▶ **Work request**
The answer is to be an exact copy of the lines below running from the line with "Tag every instance of the blue flag" down to the line with "Tag every instance of the yellow", both ends included, and nothing more.

[Data extracted from a collection]
━━━━━━━━━━━━━━━━━━━━
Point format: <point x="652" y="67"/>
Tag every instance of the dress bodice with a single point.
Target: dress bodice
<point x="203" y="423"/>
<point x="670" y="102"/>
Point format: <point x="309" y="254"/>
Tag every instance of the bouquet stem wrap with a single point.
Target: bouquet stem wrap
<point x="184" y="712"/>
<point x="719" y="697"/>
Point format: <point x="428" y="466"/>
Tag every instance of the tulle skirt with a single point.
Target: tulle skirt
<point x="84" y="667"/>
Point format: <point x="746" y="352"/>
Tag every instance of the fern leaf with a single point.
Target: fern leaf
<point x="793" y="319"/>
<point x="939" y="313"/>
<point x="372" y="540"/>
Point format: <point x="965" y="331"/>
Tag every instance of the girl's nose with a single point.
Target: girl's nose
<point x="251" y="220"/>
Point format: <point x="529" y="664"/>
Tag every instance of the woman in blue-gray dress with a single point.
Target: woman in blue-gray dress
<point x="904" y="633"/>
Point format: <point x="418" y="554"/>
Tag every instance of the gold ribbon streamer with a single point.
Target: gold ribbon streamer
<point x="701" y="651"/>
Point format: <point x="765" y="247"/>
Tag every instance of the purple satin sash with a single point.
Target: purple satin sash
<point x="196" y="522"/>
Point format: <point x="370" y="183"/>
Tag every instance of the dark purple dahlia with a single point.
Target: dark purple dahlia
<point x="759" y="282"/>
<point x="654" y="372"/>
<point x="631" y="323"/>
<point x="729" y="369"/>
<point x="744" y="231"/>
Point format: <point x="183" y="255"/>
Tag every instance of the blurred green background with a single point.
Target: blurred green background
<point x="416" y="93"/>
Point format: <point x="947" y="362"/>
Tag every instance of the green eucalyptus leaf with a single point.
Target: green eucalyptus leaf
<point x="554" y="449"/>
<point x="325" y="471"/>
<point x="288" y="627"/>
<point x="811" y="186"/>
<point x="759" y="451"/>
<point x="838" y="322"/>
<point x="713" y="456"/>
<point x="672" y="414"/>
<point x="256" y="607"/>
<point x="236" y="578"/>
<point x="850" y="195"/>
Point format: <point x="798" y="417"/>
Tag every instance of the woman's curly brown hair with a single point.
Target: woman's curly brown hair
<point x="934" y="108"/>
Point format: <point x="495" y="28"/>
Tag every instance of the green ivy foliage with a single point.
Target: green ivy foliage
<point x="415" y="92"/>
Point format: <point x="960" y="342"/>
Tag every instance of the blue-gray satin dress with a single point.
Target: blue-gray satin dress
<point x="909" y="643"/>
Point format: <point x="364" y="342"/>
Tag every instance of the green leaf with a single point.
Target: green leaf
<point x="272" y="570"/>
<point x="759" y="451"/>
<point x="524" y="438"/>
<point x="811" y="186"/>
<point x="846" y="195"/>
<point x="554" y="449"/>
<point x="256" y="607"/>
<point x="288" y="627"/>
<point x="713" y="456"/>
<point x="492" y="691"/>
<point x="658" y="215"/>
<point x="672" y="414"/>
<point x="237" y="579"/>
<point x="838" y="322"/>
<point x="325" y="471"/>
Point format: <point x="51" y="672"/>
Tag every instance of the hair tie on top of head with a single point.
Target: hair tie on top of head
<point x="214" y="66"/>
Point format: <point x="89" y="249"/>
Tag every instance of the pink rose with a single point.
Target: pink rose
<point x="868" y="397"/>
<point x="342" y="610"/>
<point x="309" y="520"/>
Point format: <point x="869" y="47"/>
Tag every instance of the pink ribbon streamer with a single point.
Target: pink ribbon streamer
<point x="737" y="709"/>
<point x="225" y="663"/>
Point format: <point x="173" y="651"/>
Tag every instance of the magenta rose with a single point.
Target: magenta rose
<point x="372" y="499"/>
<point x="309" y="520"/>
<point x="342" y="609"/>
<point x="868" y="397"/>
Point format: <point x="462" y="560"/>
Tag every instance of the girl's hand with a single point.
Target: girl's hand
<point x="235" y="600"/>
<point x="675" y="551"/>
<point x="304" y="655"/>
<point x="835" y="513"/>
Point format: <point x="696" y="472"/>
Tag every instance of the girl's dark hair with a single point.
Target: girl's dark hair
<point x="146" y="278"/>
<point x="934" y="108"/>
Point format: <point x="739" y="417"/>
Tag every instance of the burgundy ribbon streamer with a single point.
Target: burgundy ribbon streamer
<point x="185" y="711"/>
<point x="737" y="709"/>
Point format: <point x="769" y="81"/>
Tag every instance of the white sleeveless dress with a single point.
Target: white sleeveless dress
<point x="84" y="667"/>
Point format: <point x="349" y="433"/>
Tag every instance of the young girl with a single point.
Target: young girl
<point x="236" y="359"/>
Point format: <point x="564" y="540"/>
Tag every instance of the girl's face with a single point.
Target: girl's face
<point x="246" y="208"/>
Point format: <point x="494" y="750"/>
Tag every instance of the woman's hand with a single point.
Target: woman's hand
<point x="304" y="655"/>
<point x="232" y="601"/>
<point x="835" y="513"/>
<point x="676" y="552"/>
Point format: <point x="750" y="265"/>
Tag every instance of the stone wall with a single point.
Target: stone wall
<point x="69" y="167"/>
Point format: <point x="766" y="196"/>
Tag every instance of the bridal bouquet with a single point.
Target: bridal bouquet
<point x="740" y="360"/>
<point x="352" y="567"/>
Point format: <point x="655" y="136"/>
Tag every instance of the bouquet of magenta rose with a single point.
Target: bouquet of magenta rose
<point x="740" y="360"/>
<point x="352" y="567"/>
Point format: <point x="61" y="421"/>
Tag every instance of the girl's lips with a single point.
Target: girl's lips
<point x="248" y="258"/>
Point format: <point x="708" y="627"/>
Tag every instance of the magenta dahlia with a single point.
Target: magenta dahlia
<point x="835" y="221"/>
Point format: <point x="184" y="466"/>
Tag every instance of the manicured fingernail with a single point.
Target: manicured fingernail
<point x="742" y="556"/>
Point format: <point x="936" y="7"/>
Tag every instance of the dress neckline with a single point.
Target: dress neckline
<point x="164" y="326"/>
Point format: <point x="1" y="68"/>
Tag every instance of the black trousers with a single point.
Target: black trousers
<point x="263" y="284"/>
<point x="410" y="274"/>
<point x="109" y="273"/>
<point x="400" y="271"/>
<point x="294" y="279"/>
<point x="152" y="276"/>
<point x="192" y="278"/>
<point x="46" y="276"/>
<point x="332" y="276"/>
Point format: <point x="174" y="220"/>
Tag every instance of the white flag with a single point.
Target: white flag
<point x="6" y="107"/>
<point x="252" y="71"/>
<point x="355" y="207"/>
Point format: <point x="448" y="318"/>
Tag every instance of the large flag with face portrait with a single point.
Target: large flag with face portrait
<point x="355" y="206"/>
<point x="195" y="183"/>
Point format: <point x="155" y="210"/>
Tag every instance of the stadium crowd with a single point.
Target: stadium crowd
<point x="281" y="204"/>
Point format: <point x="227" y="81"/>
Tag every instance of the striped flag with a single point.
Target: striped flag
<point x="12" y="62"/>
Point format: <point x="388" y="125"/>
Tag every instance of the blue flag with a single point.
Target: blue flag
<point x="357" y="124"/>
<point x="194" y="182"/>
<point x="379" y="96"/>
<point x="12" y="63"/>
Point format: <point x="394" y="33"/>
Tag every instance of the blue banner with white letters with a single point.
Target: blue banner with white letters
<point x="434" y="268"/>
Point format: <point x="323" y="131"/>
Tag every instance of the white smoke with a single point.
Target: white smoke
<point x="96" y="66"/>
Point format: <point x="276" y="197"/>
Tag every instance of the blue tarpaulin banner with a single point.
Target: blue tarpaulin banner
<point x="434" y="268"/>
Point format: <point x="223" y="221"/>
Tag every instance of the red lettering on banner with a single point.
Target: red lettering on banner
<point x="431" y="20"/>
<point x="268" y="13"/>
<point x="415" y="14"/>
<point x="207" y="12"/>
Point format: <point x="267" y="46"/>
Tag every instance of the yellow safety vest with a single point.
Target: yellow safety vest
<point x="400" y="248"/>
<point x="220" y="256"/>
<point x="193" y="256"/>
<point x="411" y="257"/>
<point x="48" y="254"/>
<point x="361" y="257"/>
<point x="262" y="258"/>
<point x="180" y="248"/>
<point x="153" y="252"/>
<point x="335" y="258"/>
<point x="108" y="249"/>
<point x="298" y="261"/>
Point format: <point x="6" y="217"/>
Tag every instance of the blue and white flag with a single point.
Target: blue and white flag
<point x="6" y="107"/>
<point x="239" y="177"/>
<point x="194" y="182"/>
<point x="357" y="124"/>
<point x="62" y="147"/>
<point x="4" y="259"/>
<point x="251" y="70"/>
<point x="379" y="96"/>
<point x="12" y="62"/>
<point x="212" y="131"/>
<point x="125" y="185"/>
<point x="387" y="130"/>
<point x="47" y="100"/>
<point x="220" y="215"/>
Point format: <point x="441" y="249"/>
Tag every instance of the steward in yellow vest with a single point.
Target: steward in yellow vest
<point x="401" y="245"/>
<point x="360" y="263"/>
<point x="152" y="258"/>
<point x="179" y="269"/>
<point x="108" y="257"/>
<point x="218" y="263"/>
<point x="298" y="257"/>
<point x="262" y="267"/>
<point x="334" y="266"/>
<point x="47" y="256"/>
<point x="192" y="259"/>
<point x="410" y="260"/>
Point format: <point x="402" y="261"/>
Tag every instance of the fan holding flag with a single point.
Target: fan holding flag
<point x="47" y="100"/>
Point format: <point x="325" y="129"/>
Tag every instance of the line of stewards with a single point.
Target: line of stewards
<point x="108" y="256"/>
━━━━━━━━━━━━━━━━━━━━
▶ **Output of the exercise**
Tag every instance of the blue flag with a single point.
Target: blue flag
<point x="357" y="124"/>
<point x="194" y="182"/>
<point x="379" y="96"/>
<point x="12" y="63"/>
Point format: <point x="394" y="33"/>
Tag every instance of the blue banner with white letters with a single point.
Target: blue banner with white letters
<point x="434" y="268"/>
Point format: <point x="323" y="131"/>
Tag every instance of the white smoke with a single point.
Target: white smoke
<point x="96" y="66"/>
Point format: <point x="276" y="197"/>
Tag every instance of the blue tarpaulin banner with a single point.
Target: blue tarpaulin banner
<point x="434" y="268"/>
Point format: <point x="223" y="221"/>
Tag every instance of the red lettering on banner with a single point.
Target: red lettering on banner
<point x="431" y="20"/>
<point x="268" y="13"/>
<point x="415" y="14"/>
<point x="207" y="12"/>
Point format: <point x="267" y="46"/>
Tag every instance of the yellow safety vest with a single point.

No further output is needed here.